SET TASK ▸ Please report every line in the records below that contains the word "white", copying each such line in full. Case counts.
-- Start --
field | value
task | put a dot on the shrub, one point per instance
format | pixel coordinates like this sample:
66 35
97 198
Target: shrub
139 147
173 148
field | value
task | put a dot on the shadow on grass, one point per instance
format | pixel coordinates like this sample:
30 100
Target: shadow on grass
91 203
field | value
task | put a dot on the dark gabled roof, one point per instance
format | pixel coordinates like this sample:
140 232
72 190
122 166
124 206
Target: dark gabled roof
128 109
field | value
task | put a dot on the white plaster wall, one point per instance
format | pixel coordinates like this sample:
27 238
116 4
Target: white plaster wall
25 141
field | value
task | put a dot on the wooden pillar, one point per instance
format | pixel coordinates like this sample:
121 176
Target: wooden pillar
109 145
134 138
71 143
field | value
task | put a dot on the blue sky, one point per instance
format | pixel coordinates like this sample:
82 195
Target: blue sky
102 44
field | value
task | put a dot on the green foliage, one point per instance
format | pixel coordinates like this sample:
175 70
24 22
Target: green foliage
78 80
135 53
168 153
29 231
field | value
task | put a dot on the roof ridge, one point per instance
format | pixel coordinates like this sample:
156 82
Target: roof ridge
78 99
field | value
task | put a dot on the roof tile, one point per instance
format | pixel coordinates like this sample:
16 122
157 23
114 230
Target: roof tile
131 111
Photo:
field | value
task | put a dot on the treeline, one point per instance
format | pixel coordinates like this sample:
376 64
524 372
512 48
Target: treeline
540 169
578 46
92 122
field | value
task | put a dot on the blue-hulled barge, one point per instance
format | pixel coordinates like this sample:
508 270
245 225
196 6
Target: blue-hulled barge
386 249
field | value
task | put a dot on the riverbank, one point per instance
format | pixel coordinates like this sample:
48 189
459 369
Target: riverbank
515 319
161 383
-- End --
-- Start --
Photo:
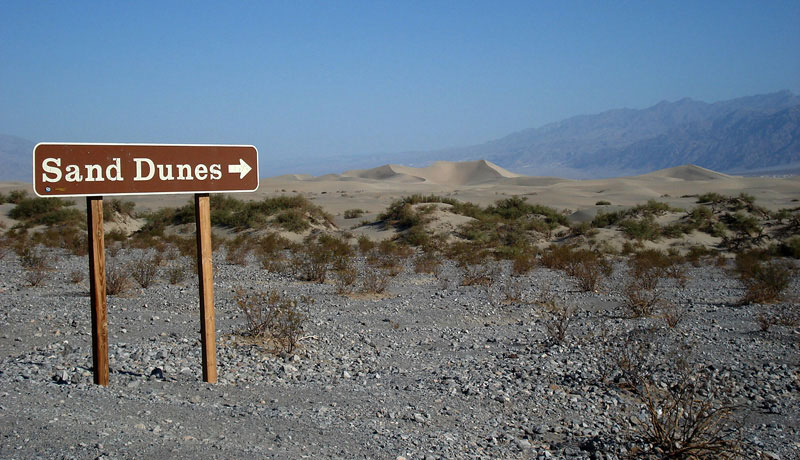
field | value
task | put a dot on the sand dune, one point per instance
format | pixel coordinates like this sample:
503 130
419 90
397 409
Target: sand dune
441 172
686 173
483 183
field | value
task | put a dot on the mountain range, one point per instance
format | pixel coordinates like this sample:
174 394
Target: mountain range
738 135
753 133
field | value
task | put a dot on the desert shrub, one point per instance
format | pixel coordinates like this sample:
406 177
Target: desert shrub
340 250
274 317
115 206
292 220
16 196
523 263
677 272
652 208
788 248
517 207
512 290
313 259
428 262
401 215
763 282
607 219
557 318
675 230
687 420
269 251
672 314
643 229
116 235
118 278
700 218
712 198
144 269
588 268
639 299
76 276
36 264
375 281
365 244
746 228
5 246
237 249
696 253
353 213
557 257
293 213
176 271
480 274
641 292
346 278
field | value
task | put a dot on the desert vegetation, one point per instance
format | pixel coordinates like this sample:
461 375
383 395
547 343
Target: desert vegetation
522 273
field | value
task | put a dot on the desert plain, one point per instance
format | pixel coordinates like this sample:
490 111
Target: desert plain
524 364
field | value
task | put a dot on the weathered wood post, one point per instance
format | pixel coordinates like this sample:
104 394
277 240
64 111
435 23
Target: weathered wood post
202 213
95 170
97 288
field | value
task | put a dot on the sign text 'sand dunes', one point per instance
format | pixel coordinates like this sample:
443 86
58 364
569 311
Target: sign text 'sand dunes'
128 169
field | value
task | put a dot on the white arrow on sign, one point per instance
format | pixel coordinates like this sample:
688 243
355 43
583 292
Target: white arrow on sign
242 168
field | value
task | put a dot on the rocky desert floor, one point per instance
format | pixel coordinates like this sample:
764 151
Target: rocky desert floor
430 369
-- End --
-- Start --
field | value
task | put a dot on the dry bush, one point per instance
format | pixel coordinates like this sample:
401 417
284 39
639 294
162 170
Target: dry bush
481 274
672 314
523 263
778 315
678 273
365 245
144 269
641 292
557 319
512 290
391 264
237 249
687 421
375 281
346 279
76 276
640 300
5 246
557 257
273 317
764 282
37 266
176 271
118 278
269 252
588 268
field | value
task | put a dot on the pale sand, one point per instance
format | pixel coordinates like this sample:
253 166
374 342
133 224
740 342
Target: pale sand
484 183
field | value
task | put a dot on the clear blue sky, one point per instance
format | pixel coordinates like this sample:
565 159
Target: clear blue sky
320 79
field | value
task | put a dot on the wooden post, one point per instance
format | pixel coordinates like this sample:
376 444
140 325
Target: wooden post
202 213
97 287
-- End --
RIGHT ANSWER ▸
task | put a dot on the white plaster wall, one point per instance
Target: white plaster wall
task | put a dot on the white arrow on sign, one point per instance
Target: white arrow on sign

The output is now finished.